### Your instructions:
List all lines of the data containing the word "below".

== == ==

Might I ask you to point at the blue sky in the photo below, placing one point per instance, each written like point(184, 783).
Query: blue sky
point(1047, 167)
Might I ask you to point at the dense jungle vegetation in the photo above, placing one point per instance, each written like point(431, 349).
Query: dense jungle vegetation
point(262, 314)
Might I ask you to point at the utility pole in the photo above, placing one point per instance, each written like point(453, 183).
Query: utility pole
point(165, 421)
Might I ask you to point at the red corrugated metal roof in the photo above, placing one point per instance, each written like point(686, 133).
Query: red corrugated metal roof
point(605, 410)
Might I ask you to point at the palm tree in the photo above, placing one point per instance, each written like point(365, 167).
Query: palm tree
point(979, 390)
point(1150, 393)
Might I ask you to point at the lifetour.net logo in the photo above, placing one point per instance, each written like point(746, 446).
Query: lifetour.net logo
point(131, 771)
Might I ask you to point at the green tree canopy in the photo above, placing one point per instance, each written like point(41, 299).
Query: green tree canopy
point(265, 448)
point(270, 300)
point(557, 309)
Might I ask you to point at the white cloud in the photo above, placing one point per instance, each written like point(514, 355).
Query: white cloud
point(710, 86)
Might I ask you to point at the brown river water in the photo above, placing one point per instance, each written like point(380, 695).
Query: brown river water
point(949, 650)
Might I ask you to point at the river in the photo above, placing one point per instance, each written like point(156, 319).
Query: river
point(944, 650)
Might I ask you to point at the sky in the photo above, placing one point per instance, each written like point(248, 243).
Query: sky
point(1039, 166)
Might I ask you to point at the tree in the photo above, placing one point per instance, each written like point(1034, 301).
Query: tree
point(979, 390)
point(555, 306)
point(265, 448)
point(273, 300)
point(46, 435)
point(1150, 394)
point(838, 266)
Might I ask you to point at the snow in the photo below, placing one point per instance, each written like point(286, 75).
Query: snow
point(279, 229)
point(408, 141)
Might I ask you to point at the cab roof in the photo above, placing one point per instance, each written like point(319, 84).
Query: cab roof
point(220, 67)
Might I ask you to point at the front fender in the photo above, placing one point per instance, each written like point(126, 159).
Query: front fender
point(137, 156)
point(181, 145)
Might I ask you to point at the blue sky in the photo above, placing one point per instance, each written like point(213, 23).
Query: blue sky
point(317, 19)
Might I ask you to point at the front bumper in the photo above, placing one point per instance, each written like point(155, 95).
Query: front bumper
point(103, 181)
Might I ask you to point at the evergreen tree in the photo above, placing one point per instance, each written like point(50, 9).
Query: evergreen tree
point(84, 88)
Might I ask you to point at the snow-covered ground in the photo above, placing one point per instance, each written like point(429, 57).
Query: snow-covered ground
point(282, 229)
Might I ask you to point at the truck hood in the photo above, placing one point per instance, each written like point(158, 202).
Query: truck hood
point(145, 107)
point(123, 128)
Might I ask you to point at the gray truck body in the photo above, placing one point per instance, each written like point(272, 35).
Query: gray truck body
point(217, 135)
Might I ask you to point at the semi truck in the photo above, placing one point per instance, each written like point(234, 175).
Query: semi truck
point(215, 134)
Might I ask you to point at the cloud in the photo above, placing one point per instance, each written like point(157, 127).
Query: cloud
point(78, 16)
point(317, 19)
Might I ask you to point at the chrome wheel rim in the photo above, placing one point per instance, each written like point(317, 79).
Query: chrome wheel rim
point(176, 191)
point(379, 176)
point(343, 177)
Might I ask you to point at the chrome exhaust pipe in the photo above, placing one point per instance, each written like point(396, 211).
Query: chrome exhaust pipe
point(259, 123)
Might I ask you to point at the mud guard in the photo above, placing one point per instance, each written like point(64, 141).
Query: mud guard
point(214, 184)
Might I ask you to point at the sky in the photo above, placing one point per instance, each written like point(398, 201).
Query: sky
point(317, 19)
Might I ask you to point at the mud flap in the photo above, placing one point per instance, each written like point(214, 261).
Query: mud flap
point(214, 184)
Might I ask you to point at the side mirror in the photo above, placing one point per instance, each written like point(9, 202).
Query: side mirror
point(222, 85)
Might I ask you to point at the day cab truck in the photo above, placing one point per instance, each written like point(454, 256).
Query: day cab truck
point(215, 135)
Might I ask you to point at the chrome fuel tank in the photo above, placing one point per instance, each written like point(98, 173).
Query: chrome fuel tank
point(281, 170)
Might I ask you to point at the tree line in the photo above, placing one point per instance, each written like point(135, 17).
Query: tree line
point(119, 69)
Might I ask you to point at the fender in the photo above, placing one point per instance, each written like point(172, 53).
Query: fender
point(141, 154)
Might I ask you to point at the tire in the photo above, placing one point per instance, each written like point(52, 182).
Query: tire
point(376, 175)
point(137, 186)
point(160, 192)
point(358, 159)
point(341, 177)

== == ==

### Result of the task:
Might I ask you to point at the blue sky in the photo below, placing one point per instance, each written like point(184, 783).
Might I ask you to point at the snow in the photo below, placing one point per instance, each written like point(286, 75).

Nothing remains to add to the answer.